*Challenge*. Print the material below without changing a single line, but leave the picture out.

*The records*.
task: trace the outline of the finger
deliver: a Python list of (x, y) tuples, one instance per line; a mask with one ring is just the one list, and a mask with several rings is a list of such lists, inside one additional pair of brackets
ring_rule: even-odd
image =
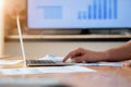
[(79, 63), (79, 62), (85, 61), (85, 58), (84, 57), (76, 57), (76, 58), (72, 58), (72, 60), (73, 60), (73, 62)]
[(63, 58), (62, 62), (66, 62), (68, 59), (72, 58), (72, 57), (73, 57), (73, 53), (70, 52), (69, 54), (67, 54), (67, 55)]
[(75, 58), (79, 52), (80, 52), (80, 49), (76, 49), (76, 50), (70, 52), (68, 55), (66, 55), (66, 57), (63, 58), (62, 62), (66, 62), (68, 59)]
[(124, 62), (124, 63), (122, 64), (122, 66), (131, 67), (131, 62)]

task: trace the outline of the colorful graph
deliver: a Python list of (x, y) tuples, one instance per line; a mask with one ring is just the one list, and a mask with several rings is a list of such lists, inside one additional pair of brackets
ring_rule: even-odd
[(117, 20), (118, 0), (93, 0), (86, 10), (79, 11), (79, 20)]

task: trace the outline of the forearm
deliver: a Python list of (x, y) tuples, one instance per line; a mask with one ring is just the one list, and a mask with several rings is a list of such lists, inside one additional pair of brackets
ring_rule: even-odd
[(131, 40), (122, 46), (105, 51), (106, 61), (124, 61), (131, 60)]

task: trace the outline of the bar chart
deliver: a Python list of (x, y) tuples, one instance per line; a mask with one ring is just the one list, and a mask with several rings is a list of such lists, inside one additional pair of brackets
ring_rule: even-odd
[(117, 20), (118, 0), (93, 0), (86, 10), (78, 12), (79, 20)]

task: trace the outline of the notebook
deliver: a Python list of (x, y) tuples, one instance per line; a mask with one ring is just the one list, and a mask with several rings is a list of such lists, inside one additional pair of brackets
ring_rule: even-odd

*Answer*.
task: trace the outline of the finger
deliver: a Python list of (x, y) tuples, one instance per line; a mask with one ring is just the one list, and a mask with several rings is a list of such lists, inside one additional pair of brackets
ring_rule: even-odd
image =
[(79, 63), (79, 62), (85, 61), (85, 58), (84, 57), (76, 57), (76, 58), (72, 58), (72, 60), (73, 60), (73, 62)]
[(63, 58), (62, 62), (66, 62), (68, 59), (72, 58), (72, 57), (73, 57), (73, 53), (70, 52), (69, 54), (67, 54), (67, 55)]
[(75, 58), (79, 52), (80, 52), (80, 49), (76, 49), (76, 50), (70, 52), (68, 55), (66, 55), (66, 57), (63, 58), (62, 62), (66, 62), (68, 59)]
[(124, 62), (124, 63), (122, 64), (122, 66), (131, 67), (131, 62)]

task: trace the outline of the colorful graph
deliver: a Python list of (x, y) tuples, one instance per line; a mask with one ring is just the one list, and a mask with several rings is a list of such lists, inside one additional pair of brackets
ring_rule: even-odd
[(117, 20), (118, 0), (93, 0), (86, 10), (79, 11), (79, 20)]

task: trace the outline of the forearm
deliver: a Python list of (x, y) tuples, one instance per line; a mask with one ring is just the one list, and a mask with several rings is a list of such lists, inside one additional pair of brackets
ring_rule: even-odd
[(131, 40), (122, 46), (105, 51), (106, 61), (124, 61), (131, 60)]

task: trace the outline of the bar chart
deliver: a Python list of (x, y) tuples, one instance per line; a mask with one ring is just the one list, and a mask with several rings is a list of such lists, inside one additional pair of brackets
ring_rule: even-odd
[(117, 20), (118, 0), (93, 0), (86, 10), (78, 12), (79, 20)]

task: trace the outline of the notebook
deliver: a Python list of (x, y) tuples, one instance per line; a mask with one ring is just the one list, and a mask with several rings is a list of such lists, inside one additional pair of brackets
ring_rule: even-odd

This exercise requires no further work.